Please reproduce the entries that follow without a single difference.

[Stored dataset items]
* * *
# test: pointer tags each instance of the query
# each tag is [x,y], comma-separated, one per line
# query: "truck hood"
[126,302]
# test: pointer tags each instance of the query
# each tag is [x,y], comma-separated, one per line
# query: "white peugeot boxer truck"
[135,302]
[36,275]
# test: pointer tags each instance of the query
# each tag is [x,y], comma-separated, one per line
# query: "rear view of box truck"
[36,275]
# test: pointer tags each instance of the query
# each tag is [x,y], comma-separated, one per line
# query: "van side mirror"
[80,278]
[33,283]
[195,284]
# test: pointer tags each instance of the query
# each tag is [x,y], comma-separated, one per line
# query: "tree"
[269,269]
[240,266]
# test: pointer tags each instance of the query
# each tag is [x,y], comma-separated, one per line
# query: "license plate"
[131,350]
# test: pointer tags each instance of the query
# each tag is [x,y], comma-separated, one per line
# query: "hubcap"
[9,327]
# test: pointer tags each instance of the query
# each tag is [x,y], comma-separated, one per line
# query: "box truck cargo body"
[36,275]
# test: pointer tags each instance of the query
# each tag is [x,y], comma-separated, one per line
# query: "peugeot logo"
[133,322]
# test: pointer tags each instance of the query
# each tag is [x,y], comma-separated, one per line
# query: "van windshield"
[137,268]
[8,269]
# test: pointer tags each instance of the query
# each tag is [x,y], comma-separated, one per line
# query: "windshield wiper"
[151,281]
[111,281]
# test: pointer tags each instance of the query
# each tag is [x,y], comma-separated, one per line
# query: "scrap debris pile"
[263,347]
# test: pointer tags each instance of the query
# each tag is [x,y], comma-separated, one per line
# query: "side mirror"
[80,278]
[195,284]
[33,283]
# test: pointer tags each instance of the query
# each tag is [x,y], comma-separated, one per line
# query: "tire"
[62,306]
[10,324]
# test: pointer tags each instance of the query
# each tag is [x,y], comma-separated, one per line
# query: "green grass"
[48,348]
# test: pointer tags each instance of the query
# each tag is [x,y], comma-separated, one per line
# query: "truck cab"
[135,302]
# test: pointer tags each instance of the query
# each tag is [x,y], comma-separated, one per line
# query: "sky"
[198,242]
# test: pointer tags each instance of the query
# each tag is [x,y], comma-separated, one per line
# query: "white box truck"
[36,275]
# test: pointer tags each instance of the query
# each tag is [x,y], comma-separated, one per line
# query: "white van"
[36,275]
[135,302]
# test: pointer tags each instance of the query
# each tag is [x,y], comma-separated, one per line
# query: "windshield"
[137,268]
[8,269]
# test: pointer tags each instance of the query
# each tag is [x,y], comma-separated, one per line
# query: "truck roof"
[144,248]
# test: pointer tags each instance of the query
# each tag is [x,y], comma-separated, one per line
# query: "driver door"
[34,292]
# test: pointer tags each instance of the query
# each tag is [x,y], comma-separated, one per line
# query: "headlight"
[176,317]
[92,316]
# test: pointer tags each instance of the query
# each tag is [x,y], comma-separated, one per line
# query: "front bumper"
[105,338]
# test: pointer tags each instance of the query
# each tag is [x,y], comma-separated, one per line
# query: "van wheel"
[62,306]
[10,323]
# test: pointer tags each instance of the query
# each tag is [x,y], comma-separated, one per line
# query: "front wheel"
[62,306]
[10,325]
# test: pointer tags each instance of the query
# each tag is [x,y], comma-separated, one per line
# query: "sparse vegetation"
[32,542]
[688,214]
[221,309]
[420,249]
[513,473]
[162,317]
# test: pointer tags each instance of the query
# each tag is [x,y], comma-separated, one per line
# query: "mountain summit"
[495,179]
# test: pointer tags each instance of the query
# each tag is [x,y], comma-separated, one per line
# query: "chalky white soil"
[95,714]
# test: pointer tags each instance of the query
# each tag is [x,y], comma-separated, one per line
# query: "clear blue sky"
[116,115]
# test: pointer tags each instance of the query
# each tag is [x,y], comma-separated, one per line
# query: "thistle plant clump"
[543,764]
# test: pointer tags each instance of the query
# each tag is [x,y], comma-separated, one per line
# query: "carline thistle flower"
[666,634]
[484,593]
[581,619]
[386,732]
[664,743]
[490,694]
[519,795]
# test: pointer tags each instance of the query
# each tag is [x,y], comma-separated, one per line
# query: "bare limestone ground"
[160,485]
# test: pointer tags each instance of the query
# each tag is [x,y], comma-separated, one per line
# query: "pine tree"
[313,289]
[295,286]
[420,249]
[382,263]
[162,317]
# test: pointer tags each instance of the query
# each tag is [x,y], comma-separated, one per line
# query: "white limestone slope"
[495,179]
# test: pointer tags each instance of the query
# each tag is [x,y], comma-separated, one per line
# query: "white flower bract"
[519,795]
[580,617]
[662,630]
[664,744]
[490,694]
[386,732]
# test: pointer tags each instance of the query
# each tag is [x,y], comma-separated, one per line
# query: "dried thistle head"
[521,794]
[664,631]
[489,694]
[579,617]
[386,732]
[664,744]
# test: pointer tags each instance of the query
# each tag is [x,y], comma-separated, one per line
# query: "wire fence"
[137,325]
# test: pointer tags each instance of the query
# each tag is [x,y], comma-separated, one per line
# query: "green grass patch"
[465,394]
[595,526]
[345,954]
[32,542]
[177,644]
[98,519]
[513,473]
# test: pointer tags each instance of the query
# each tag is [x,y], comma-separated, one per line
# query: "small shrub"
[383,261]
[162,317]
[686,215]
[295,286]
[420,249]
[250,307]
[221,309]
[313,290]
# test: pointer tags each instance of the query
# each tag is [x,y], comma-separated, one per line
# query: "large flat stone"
* * *
Output of the task:
# test: pointer tags each instance of the query
# each tag is [x,y], comma-separated, one per line
# query: "truck hood"
[126,302]
# test: pointer tags each instance of the query
# each tag is [x,y], comma-separated, one per line
# query: "white peugeot boxer truck"
[135,302]
[36,275]
# test: pointer tags each instance of the query
# each tag is [x,y], comma-separated, one per line
# query: "rear view of box truck"
[36,275]
# test: pointer tags each instance of the query
# each tag is [x,y], comma-separated, one per line
# query: "van side mirror"
[80,278]
[33,283]
[195,284]
# test: pointer tags each instance of the query
# each tag is [x,y], comma-separated, one per line
# query: "tree"
[269,269]
[240,266]
# test: pointer tags each instance of the query
# each tag is [x,y], comma-separated, one per line
# query: "license plate"
[131,350]
# test: pointer tags each instance of the query
# each tag is [x,y], comma-separated, one per line
# query: "hubcap"
[9,327]
# test: pointer tags each instance of the query
# each tag is [x,y], comma-separated, one per line
# query: "box truck cargo body"
[36,275]
# test: pointer tags each instance of the query
# each tag is [x,y], comma-separated, one per line
# query: "peugeot logo"
[133,322]
# test: pointer tags each instance of the query
# each tag is [x,y], comma-separated, one per line
# query: "van windshield"
[137,268]
[8,269]
# test: pointer tags each instance of the query
# each tag is [x,y], comma-separated, one per line
# query: "windshield wiper"
[151,281]
[111,281]
# test: pointer tags each instance of the query
# each tag is [x,y], comma-separated, one per line
# query: "scrap debris pile"
[263,347]
# test: pointer tags each instance of the query
# each tag is [x,y], comma-separated, one per line
# query: "side mirror"
[80,278]
[195,284]
[33,283]
# test: pointer tags each instance of the query
# each tag is [x,y], comma-separated, one per line
# query: "tire"
[62,306]
[10,324]
# test: pointer tags each instance of the query
# each tag is [x,y], comma-separated, one per line
# query: "green grass"
[48,348]
# test: pointer tags each instance of the query
# each tag is [x,y], comma-separated, one per line
# query: "truck cab"
[135,302]
# test: pointer tags each instance of the query
# each tag is [x,y], comma-separated, one per line
# query: "sky"
[198,242]
# test: pointer tags each instance of the query
# each tag is [x,y], comma-separated, one per line
# query: "white box truck"
[36,275]
# test: pointer tags each instance of the query
# each tag is [x,y], comma-separated, one per line
# query: "white van"
[36,275]
[135,302]
# test: pointer tags each instance of the query
# each tag is [x,y], comma-separated, one per line
# query: "windshield"
[137,268]
[8,269]
# test: pointer tags each instance of the query
# each tag is [x,y], comma-separated, one per line
# query: "truck roof"
[144,248]
# test: pointer tags each instance of the query
# each tag is [x,y], comma-separated, one per line
# query: "driver door"
[34,292]
# test: pointer tags each instance of the query
# each tag is [x,y], comma-separated, one per line
# query: "headlight"
[176,317]
[92,316]
# test: pointer tags each instance of the query
# each tag is [x,y], comma-separated, one per line
# query: "front bumper"
[105,338]
# test: pointer tags each instance of the query
# each tag is [x,y], comma-separated, one per line
# query: "van wheel"
[62,306]
[10,323]
# test: pointer tags each instance of the query
# each tag is [x,y], comma-separated, one per line
# query: "front wheel"
[62,306]
[10,325]
# test: pointer tags each instance of the query
# each tag is [x,y], comma-separated, one per line
# query: "sparse vegetation"
[32,542]
[688,214]
[221,309]
[420,249]
[513,473]
[162,317]
# test: pointer tags each instance of the query
# each tag is [x,y], comma-separated, one per line
# query: "mountain summit"
[495,179]
# test: pointer tags each instance of the query
# each tag is [x,y], comma-separated, one per line
# query: "chalky white soil"
[95,714]
# test: pointer tags each instance of the query
# each tag is [x,y], comma-separated, one per line
# query: "clear blue sky"
[116,115]
# test: pointer tags each instance of the query
# each tag is [x,y], comma-separated, one per line
# query: "thistle plant clump"
[543,764]
# test: pointer tags each instance of the query
# each tag is [x,y], comma-separated, one per line
# query: "carline thistle flower"
[666,634]
[484,593]
[581,619]
[386,732]
[664,743]
[490,694]
[519,795]
# test: pointer tags each instance of the query
# each tag is [x,y], comma-separated, one per line
# query: "bare limestone ground"
[160,485]
# test: pointer tags each instance of the query
# each tag is [x,y], comma-separated, one per line
# query: "pine tree"
[313,289]
[295,286]
[420,249]
[382,263]
[162,317]
# test: pointer tags each instance of the query
# each tag is [x,y], comma-separated, one per line
# query: "white limestone slope"
[495,179]
# test: pointer tags each instance of the query
# each tag is [x,y], comma-separated, one per line
# query: "white flower bract"
[519,795]
[580,617]
[662,630]
[664,744]
[490,694]
[386,732]
# test: pointer tags each instance of the query
# each tag is [x,y], comma-separated, one per line
# query: "dried thistle head"
[521,794]
[664,631]
[489,694]
[579,617]
[386,732]
[664,744]
# test: pointer tags each instance of the query
# each tag is [x,y], comma-separated, one per line
# query: "wire fence"
[137,325]
# test: pointer tags each instance of the query
# each tag is [x,y], comma-separated, one per line
# query: "green grass patch"
[465,394]
[595,526]
[345,954]
[32,542]
[177,644]
[98,519]
[513,473]
# test: pointer tags each instance of the query
# each tag is [x,y], comma-separated, one per line
# query: "small shrub"
[383,261]
[162,317]
[686,215]
[295,286]
[420,249]
[250,307]
[221,309]
[313,290]
# test: pointer tags each instance of the query
# each tag is [x,y], comma-separated, one per line
# query: "large flat stone"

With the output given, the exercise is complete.